**Jobs**
a) Answer these from the film page below, marking each answer (i), (ii) or (iii) to match:
(i) Who handled the cinematography?
(ii) What is the running time?
(iii) In what year did the original stage farce come out?
b) Extend the film page below with a few more sentences that pick up after its final line.

**Page text**
START
- Directed by: Tom Walls
- Written by: Ben Travers W. P. Lipscomb Tom Walls
- Based on: A Night Like This by Ben Travers
- Produced by: Herbert Wilcox
- Starring: Tom Walls Ralph Lynn Winifred Shotter Robertson Hare
- Cinematography: Freddie Young
- Edited by: Maclean Rogers
- Music by: Roy Fox Lew Stone
- Production company: British and Dominions
- Distributed by: Woolf and Freedman
- Release date: 17 March 1932;
- Running time: 72 minutes
- Country: United Kingdom
- Language: English

= A Night Like This (1932 film) =

1932 film

A Night Like This is a 1932 comedy film directed by Tom Walls and starring Walls, Ralph Lynn and Winifred Shotter. Ben Travers wrote the screenplay, adapting his own play, the original 1930 Aldwych farce of the same title.
END
**Supplied records**
START
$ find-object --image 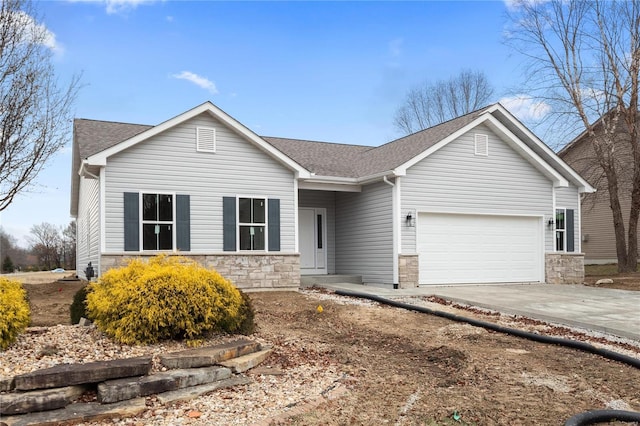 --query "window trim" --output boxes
[138,190,177,253]
[235,194,269,253]
[553,207,567,253]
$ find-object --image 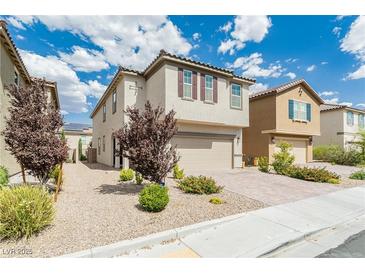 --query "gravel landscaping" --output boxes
[0,164,265,257]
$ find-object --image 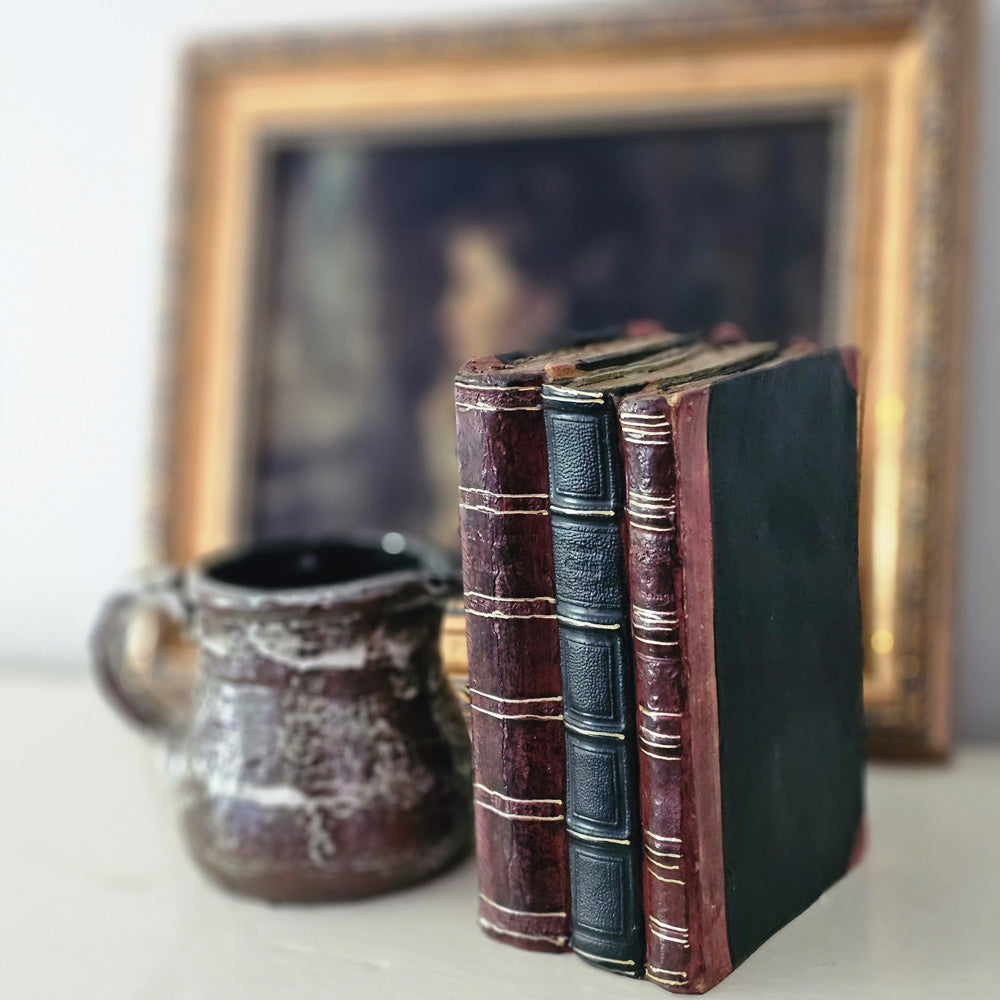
END
**Expected answers**
a)
(i) Freddie Young
(ii) 72 minutes
(iii) 1930

b)
The film was made at British and Dominion's Elstree Studios with sets designed by the art director Lawrence P. Williams.

==Plot==
Police Constable Mahoney, with the help of the affable Clifford Tope, outwits a criminal gang that operates from a gambling club. Mahoney and Tope restore a stolen necklace to its owner.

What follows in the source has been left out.